# [PROBLEMA PROPOSTO]
Por favor, responda às perguntas abaixo com base no trecho do documento.
1. Em que cidade vive Yasmin Bidim?
2. Qual era o nome do centro de convivência do DCE Livre da UFSCar?
3. Qual é o filme mais recente da coleção pessoal de quem escreve?

Yasmin Bidim vive na cidade de São Carlos, interior de São Paulo. Tem formação em cinema e é doutoranda em Estudos de Literatura pela UFSCar. Trabalha como pesquisadora e educadora de arte e cultura, artista multimídia e produtora cultural. Produz o canal Poesia em Obra, no YouTube, no qual divulga seus poemas visuais e também o blog A Terra é Plena. Em 2020 lançou pela editora Penalux seu primeiro livro de poemas, o Livro dos Interiores.
Durante 6 anos li essa frase pixada em uma das paredes do saudoso Palquinho, o centro de convivência do DCE Livre da UFSCar, universidade na qual cursei a graduação e o mestrado em Imagem e Som, um dos poucos cursos de graduação em cinema em instituições públicas do Brasil.
Nunca soube responder ao certo porque havia escolhido fazer uma graduação em cinema. Entrei na faculdade sabendo muito pouco do curso e sem expectativas em relação a uma carreira profissional. Eu não pensava a longo prazo. Sabia apenas que durante quatro anos assistir filmes e falar sobre cinema seria minha principal ocupação. E isso bastava. O que me fez estudar cinema foi o cinema em si. O encantamento. Uma força gravitacional que se manifesta sempre que um filme entra em nossa vida. Alguns filmes têm esse poder. Alguns filmes nos atravessam e nunca mais vão embora. Orientam nossas referências, nosso imaginário, nossa imagem de nós mesmos. Assistir a filmes é colecionar filmes. Colecionar imagens que continuam atuando em nossa psique indefinidamente.
É difícil explicar porque um determinado filme se destaca dos demais e passa para esse outro lado – o lado dos filmes que amamos –, que são, para nós, diferentes de outros filmes. Aos 21 anos, quando entrei na faculdade, tinha uma lista dos dez filmes da minha vida. Hoje a lista é extensa. E o mais recente integrante da minha coleção pessoal é o filme La Jetée, do Chris Marker.

# [LINHAS DE DADOS]
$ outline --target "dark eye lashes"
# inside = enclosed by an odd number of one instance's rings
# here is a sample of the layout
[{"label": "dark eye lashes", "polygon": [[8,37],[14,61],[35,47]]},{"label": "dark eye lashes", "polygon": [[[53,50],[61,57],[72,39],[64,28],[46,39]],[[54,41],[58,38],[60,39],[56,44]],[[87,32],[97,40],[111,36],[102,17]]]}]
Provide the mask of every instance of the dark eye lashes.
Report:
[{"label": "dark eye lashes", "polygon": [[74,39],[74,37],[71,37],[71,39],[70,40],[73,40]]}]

# [RESULTADO]
1. São Carlos, no interior de São Paulo.
2. Palquinho.
3. La Jetée, de Chris Marker.